**Task instructions:** The line containing "Where can you see the ceiling" marks the start, and the last line of the records below marks the end. Print that run exactly and nothing else.

——————

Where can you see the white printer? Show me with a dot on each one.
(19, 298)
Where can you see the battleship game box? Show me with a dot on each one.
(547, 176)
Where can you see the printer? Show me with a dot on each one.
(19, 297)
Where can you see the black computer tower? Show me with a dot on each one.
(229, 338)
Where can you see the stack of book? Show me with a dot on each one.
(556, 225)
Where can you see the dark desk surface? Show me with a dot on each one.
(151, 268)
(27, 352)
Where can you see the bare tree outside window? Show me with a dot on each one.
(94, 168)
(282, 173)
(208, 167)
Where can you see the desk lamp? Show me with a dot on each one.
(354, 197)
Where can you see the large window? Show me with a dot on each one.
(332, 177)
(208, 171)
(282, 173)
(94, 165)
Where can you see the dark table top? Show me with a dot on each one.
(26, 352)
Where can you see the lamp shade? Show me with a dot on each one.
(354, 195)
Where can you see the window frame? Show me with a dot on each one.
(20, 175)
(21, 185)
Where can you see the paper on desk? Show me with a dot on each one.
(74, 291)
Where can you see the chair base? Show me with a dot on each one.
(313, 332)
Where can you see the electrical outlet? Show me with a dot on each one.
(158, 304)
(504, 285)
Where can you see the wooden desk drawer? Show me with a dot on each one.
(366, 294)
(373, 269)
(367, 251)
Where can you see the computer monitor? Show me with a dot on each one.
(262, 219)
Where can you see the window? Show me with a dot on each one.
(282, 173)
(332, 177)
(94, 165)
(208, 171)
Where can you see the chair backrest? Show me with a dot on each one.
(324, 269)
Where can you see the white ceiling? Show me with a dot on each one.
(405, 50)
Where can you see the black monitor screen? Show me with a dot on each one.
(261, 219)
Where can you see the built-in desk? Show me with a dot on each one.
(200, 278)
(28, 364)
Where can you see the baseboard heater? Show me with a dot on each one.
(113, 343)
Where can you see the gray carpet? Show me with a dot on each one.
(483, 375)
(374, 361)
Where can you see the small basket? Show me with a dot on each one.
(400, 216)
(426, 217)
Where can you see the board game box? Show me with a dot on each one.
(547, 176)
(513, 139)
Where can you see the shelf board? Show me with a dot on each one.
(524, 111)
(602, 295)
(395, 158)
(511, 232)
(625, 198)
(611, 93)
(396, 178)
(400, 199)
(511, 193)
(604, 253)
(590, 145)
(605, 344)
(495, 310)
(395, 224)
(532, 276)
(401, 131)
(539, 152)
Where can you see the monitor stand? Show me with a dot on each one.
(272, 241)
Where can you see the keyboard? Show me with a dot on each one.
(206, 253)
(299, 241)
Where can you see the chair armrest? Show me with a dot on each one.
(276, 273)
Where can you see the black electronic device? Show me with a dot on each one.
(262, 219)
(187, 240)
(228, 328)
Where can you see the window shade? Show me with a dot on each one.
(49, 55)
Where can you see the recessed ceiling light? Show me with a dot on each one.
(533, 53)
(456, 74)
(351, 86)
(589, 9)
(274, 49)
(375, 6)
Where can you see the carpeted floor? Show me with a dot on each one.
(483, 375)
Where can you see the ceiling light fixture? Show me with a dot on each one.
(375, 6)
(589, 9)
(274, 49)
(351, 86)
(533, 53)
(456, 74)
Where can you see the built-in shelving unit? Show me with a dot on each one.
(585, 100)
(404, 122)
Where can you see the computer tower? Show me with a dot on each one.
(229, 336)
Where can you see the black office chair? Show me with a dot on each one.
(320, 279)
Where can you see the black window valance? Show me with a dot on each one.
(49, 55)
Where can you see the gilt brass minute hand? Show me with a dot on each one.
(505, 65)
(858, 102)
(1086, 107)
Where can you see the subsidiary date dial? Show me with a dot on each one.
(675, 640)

——————

**Result for this task:**
Where can you see the ceiling light fixture? Show me with a dot on each one.
(375, 6)
(589, 9)
(274, 49)
(351, 86)
(533, 53)
(456, 74)
Where can you see the built-in shelving unit? Show me with a dot on each one.
(585, 100)
(404, 122)
Where can you see the computer tower? Show me with a dot on each one.
(229, 336)
Where can you see the black office chair? Show me with a dot on each one.
(320, 279)
Where can you see the black window valance? Show me with a dot on each one.
(49, 55)
Where can you see the gilt brass minute hand? Show me with a dot on each one.
(505, 65)
(858, 102)
(1086, 107)
Where can you see the subsidiary date dial? Show me with a dot on each one.
(675, 640)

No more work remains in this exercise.